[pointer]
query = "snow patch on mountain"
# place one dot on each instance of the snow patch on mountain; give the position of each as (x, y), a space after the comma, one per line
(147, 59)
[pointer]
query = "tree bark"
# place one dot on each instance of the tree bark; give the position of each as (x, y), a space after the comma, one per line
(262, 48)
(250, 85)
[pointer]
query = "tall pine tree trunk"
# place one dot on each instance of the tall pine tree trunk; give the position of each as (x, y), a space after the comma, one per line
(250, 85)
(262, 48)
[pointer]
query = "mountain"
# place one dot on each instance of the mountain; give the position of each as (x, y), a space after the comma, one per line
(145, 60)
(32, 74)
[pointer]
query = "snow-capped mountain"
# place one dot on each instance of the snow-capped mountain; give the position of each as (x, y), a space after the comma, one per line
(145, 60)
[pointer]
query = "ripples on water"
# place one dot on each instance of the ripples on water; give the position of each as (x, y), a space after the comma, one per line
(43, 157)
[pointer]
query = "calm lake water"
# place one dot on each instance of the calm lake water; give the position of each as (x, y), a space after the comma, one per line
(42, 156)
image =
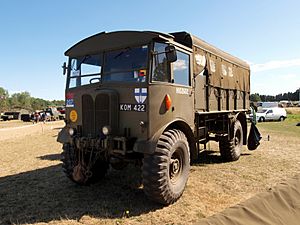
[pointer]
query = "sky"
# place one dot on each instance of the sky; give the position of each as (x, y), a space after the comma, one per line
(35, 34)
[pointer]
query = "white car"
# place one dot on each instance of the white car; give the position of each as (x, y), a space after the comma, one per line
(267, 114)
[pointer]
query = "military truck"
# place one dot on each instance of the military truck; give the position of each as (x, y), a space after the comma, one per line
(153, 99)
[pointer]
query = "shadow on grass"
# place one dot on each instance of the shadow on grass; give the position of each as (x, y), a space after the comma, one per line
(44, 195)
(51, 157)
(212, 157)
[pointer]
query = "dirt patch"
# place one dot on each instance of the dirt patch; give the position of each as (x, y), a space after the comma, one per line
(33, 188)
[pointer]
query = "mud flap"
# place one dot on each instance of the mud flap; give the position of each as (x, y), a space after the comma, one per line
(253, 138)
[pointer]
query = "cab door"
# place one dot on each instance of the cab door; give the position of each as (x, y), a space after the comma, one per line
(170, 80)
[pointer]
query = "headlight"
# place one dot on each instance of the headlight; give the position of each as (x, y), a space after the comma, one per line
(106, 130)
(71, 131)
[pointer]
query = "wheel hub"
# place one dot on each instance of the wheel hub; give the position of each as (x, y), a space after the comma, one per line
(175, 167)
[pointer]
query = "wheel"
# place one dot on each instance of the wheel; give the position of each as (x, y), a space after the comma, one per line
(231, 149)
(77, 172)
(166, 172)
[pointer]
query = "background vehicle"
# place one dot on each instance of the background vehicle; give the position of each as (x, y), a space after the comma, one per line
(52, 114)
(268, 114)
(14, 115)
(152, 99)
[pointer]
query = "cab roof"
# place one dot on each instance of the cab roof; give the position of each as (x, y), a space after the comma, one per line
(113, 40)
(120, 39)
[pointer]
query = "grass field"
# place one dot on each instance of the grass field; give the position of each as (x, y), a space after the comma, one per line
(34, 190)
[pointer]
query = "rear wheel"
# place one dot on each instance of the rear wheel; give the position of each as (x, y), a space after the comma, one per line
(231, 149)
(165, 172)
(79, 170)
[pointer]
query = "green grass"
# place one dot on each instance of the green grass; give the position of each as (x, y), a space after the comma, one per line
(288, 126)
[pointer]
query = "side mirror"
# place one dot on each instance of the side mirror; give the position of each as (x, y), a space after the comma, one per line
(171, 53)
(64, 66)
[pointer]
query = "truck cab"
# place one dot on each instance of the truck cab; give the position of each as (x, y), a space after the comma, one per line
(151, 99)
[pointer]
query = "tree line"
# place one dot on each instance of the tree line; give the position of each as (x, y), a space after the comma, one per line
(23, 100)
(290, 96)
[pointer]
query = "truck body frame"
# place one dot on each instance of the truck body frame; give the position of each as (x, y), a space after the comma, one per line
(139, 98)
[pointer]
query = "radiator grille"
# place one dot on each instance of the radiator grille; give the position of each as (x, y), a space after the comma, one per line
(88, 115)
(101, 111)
-------
◆ YOUR OBJECTIVE:
Leave the pictures out and write out every entry exactly as given.

◆ RESPONSE BELOW:
[pointer]
query = "snow patch on mountain"
# place one dot on each instance of the snow patch on mountain; give the position of each as (x, y), a space after the comma, one per line
(147, 59)
[pointer]
query = "tree bark"
# place one dot on each instance of the tree bark; give the position of each as (x, y), a space after the comma, one per line
(262, 48)
(250, 85)
[pointer]
query = "tall pine tree trunk"
# place one dot on each instance of the tall pine tree trunk; give the position of each as (x, y), a space after the comma, one per line
(250, 85)
(262, 48)
[pointer]
query = "mountain"
# place one dot on each instance of the mountain; give the position of each as (x, y), a space after the comma, one per line
(145, 60)
(32, 74)
[pointer]
query = "snow-capped mountain"
# place one dot on each instance of the snow-capped mountain; give the position of each as (x, y), a space after the comma, one per line
(145, 60)
[pointer]
query = "ripples on water"
# place one dot on each instance of the ripples on water; give the position of each as (x, y), a space after the comma, one per line
(43, 157)
[pointer]
query = "calm lake water"
# place one dot on each instance of the calm lake water; give the position of each as (x, y), a space after the comma, one per line
(42, 156)
image =
[pointer]
query = "sky"
# place one dot on each instance of the sky; give the position of each as (x, y), a space after the comma, one per line
(35, 34)
[pointer]
query = "white car"
# place one dot on each instance of the white car; give the position of each as (x, y), a space after the comma, one per line
(267, 114)
[pointer]
query = "military truck"
# place one dot on each instance of the military truck; give the position of each as (x, y), a space after the comma, one per line
(153, 99)
[pointer]
query = "shadow on grass"
# place one dot on each instance of the shadow on grass; give the position of each as (x, y), a space after the comma, one per line
(44, 195)
(51, 157)
(212, 157)
[pointer]
query = "dirt patch"
# place one dot on each instance of the dirt patch; give the position of each as (x, y), a space after the comma, one per line
(33, 188)
[pointer]
query = "mud flap"
# place one dot on each instance of the mud flap; give the position of each as (x, y), a space after the comma, one per line
(253, 138)
[pointer]
query = "cab door"
# place one dot on each instance of the cab door; give the position of each as (x, y), a space after the comma, one per line
(170, 80)
[pointer]
query = "headlight"
# place one dot on each instance of the headlight; give the position of each as (x, y), a space after the comma, one per line
(106, 130)
(71, 131)
[pointer]
query = "wheel hub"
# place one dot on each instance of the wheel hub; give the position of each as (x, y), a space after the comma, one per line
(175, 167)
[pointer]
query = "wheel"
# place one dot on each instance of the wheel; give the position of each as (x, y), a space after the comma, one per line
(231, 149)
(77, 172)
(166, 172)
[pointer]
query = "background vehicle"
# place one dot on each instance of the background vehicle; give the position of each as (x, y), a space after the comma, one per line
(52, 114)
(268, 114)
(14, 115)
(152, 99)
[pointer]
query = "cab roof"
# place one dot on each instance of the cab roof; give the position of each as (x, y), a space after the comma, one per line
(113, 40)
(120, 39)
[pointer]
query = "grass field"
# place one dot on each instance of the grass field; give the position of each as (x, y), a space after the comma, one per line
(34, 190)
[pointer]
query = "rear wheel"
# place one dot on each instance of the rear wheel; give the position of each as (x, y), a space after the comma, one per line
(231, 149)
(165, 172)
(79, 170)
[pointer]
query = "green grass"
# place one dot on each instance of the green grass; give the position of each as (x, y), a space after the comma, one per line
(288, 126)
[pointer]
query = "side mirror"
# place one dot on each instance of the side mirror; give the position of each as (x, y), a space after the comma, one per line
(171, 53)
(64, 66)
[pointer]
query = "truck cab"
# place one dot on each instance of the truck cab; give the position of each as (x, y), a space after the comma, one per line
(151, 99)
[pointer]
query = "tree line"
# place one dot on each instance of the tree line; give the position of each as (x, y), a space after the comma, one per line
(23, 100)
(290, 96)
[pointer]
query = "truck body frame"
# place one dot on each instance of the truck body frame; give the position of each as (x, y), a space after the comma, one per line
(139, 98)
[pointer]
query = "radiator grille"
# place one dot on each instance of the radiator grille; give the position of each as (x, y), a space after the comma, one per line
(88, 115)
(101, 111)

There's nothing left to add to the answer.